** START Information given **

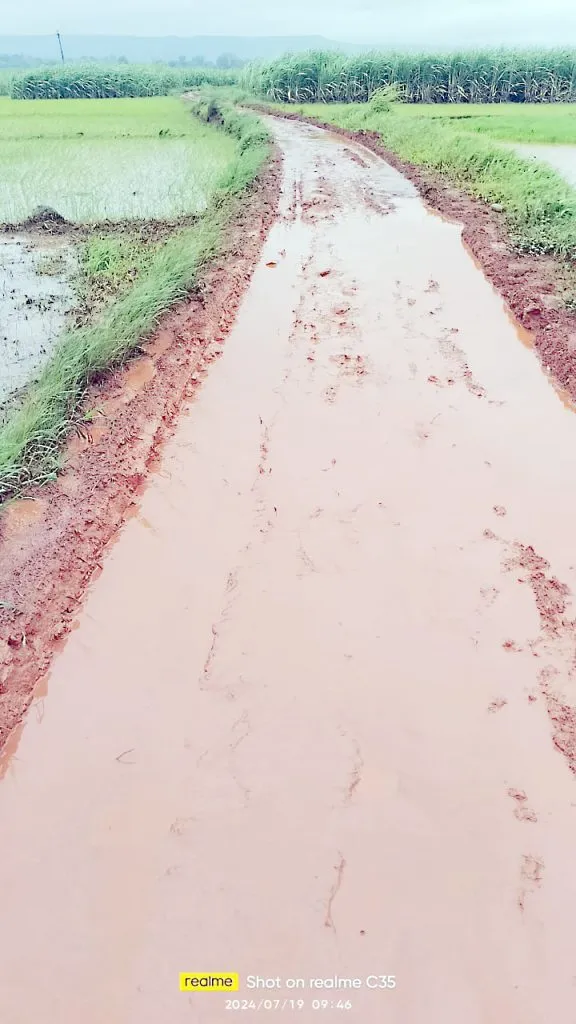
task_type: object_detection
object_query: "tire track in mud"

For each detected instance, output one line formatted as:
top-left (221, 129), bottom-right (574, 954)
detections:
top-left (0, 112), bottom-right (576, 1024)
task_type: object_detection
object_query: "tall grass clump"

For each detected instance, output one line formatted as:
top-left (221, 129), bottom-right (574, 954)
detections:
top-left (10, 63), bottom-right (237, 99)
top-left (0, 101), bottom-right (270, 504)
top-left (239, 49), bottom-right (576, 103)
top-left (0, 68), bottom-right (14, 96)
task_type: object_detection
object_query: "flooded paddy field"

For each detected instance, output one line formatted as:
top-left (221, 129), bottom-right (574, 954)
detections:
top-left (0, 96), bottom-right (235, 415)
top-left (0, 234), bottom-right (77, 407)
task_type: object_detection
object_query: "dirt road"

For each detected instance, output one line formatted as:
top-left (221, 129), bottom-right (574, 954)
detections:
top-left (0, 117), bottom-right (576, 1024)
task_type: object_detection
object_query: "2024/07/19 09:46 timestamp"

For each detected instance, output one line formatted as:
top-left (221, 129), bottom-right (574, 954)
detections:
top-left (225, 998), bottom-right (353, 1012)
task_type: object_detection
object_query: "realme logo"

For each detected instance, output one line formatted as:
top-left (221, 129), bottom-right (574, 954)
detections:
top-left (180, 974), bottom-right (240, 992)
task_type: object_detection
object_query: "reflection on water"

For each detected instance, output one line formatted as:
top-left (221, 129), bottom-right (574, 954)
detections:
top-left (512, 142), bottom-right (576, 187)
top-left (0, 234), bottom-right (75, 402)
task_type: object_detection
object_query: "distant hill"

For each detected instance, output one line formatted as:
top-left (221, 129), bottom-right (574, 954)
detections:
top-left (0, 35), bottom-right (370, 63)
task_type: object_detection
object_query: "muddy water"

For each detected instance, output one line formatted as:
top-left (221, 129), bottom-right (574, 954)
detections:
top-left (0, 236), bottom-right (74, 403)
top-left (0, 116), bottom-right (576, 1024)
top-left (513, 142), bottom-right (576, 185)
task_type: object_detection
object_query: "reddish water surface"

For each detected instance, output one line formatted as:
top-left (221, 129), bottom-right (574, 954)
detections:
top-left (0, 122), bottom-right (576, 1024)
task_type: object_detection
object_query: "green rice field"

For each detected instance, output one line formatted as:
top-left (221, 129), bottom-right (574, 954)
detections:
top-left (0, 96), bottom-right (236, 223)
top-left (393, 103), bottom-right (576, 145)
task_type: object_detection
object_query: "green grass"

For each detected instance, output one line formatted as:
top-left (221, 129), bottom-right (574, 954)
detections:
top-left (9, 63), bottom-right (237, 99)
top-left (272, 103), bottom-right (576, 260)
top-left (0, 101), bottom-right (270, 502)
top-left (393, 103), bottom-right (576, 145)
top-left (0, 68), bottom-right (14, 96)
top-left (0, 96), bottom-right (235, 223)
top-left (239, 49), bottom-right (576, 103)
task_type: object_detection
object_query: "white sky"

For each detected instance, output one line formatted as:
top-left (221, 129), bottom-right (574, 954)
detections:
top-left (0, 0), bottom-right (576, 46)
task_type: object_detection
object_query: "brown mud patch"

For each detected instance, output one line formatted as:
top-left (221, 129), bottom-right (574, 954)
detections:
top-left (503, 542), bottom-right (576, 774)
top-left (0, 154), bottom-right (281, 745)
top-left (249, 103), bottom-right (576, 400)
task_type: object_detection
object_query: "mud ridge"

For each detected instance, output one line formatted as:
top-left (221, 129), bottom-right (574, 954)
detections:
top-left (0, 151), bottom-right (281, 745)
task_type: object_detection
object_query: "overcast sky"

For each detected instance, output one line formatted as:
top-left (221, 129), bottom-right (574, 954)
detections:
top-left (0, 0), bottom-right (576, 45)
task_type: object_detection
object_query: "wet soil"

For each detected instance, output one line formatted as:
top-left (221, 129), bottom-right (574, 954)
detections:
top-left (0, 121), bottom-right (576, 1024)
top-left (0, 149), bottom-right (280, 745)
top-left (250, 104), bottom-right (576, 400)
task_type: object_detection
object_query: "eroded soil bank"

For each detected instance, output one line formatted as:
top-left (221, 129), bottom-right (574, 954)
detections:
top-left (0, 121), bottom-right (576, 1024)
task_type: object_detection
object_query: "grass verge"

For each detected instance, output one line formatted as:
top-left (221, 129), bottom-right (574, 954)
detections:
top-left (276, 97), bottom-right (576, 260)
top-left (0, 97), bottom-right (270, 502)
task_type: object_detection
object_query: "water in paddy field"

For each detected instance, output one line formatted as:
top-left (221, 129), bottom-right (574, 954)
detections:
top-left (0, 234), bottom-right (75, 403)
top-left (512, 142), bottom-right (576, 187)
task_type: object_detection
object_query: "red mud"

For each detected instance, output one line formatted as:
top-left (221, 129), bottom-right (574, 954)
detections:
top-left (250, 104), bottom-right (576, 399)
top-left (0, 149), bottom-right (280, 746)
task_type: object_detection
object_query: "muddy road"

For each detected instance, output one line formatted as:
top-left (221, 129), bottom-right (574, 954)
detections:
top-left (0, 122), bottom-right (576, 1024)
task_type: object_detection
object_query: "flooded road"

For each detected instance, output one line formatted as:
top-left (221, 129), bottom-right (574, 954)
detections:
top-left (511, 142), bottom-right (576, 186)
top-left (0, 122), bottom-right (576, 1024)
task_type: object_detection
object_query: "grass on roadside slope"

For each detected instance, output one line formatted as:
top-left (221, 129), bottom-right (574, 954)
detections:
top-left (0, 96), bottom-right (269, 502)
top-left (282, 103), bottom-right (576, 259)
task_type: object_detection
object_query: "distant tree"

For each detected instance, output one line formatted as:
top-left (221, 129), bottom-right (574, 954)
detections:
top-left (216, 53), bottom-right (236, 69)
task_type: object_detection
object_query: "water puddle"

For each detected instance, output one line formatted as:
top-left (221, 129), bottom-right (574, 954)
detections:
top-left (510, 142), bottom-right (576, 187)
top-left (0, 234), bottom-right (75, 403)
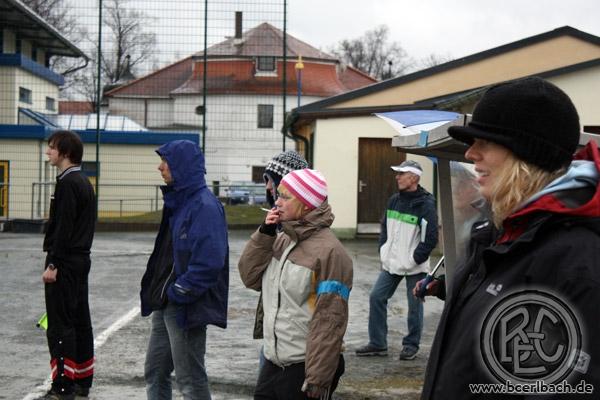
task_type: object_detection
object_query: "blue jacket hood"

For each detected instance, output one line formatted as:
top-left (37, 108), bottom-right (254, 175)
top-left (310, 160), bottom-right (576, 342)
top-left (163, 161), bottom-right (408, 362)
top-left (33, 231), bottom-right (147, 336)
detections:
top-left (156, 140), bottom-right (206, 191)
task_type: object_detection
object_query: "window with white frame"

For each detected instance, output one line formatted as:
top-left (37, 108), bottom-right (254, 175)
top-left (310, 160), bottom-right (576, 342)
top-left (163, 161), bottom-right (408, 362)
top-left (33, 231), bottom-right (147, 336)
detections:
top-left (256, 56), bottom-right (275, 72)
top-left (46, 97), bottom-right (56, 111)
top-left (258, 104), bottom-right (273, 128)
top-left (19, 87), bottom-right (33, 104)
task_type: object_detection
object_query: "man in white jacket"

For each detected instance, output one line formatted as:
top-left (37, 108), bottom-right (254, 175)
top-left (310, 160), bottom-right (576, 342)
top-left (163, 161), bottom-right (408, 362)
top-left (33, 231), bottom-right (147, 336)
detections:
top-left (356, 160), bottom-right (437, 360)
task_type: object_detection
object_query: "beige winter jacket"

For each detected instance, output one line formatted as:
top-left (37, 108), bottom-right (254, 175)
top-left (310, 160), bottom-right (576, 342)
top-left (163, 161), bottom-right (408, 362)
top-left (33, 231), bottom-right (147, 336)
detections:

** END Information given **

Short problem: Can you retype the stretch from the start of the rows above through the line containing "top-left (0, 117), bottom-right (576, 1024)", with both ends included and the pictures left out?

Task output:
task_type: object_detection
object_query: "tire track in mud"

For each detected instance, output one line formatted as:
top-left (221, 129), bottom-right (574, 954)
detections:
top-left (0, 112), bottom-right (576, 1024)
task_type: object_detection
object_query: "tall grass clump"

For each detected instance, output one line formatted as:
top-left (221, 129), bottom-right (574, 954)
detections:
top-left (10, 63), bottom-right (237, 99)
top-left (0, 101), bottom-right (270, 504)
top-left (239, 49), bottom-right (576, 103)
top-left (0, 68), bottom-right (14, 96)
task_type: object_detection
object_query: "flooded paddy field"

For each detected instance, output one line formatted as:
top-left (221, 129), bottom-right (574, 954)
detections:
top-left (0, 96), bottom-right (235, 415)
top-left (0, 234), bottom-right (77, 407)
task_type: object_detection
object_query: "dirt road"

For each detected instance, output one line formatted as:
top-left (221, 129), bottom-right (574, 954)
detections:
top-left (0, 117), bottom-right (576, 1024)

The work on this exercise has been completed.